— TEXT SECTION —
"a poor person's approach"
Below, replace SITE.TLD
(twice) by the site you will crawl. Replace
NAME
with your name to announce your crawler properly. Only if you are
evil, add -e robots=off
. Kill the process once you have enough pages.
wget --timeout=9 --wait=2 --random-wait --level=inf --html-extension \
--recursive --span-hosts --domains=SITE.TLD --no-clobber --tries=2 \
--user-agent='NAME' --html-extension --restrict-file-names=windows \
--reject=jpg,js,css,png,gif,doc,docx,jpeg,pdf,mp3,avi,mpeg,txt,ico \
--no-verbose --no-check-certificate \
http://SITE.TLD
find . -name "*.htm*" -type f -exec cat \{\} \; \
| ./anchors1_linebreaks.pl | ./anchors2_extract.pl \
| ./anchors3_replace.pl | sort -f >anchors.txt
cat anchors.txt | ./anchors5_count.pl | ./anchors6_clean.pl \
| ./anchors7_adultfilter.pl | ./anchors8_add.pl | sort -r -n \
>anchors_count.txt
grep -i -P '\ts' anchors_count.txt | more
java -jar target/searsiasuggest.jar -f anchors_count.txt

— PROBLEMS TO WORK ON —
1. Answer these questions about the crawling instructions:
(a) How many times does SITE.TLD have to be replaced?
(b) Which option should be added only by someone who is evil?
(c) Which file does the final java command take as its -f argument?
2. Rewrite the part of the records that opens with the line containing "Exercise. For every instance of the green" and runs through the end of the records, requests included. Multiply every coordinate in the answers by 1.15 and round to whole numbers, with halves rounded up.

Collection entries
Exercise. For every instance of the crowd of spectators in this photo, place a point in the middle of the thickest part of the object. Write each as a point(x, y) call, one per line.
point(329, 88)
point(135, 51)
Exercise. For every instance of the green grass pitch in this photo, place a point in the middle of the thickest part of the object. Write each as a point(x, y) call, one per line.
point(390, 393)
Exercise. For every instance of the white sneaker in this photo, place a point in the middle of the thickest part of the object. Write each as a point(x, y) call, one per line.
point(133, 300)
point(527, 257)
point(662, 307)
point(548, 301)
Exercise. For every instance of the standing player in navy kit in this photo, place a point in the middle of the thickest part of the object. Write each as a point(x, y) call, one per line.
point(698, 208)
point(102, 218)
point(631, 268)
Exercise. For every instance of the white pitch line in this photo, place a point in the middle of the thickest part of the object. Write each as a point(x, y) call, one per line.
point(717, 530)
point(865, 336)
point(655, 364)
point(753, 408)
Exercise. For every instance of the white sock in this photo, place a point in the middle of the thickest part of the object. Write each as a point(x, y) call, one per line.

— SOLUTIONS TO THE EXERCISE —
1.
(a) Twice.
(b) -e robots=off
(c) anchors_count.txt

2.
Exercise. For every instance of the green grass pitch in this photo, place a point in the middle of the thickest part of the object. Write each as a point(x, y) call, one per line.
point(449, 452)
Exercise. For every instance of the white sneaker in this photo, place a point in the middle of the thickest part of the object. Write each as a point(x, y) call, one per line.
point(153, 345)
point(606, 296)
point(761, 353)
point(630, 346)
Exercise. For every instance of the standing player in navy kit in this photo, place a point in the middle of the thickest part of the object. Write each as a point(x, y) call, one per line.
point(803, 239)
point(117, 251)
point(726, 308)
Exercise. For every instance of the white pitch line in this photo, place a point in the middle of the thickest part of the object. Write each as a point(x, y) call, one per line.
point(825, 610)
point(995, 386)
point(753, 419)
point(866, 469)
Exercise. For every instance of the white sock in this photo, place a point in the middle of the thickest part of the object. Write each as a point(x, y) call, one per line.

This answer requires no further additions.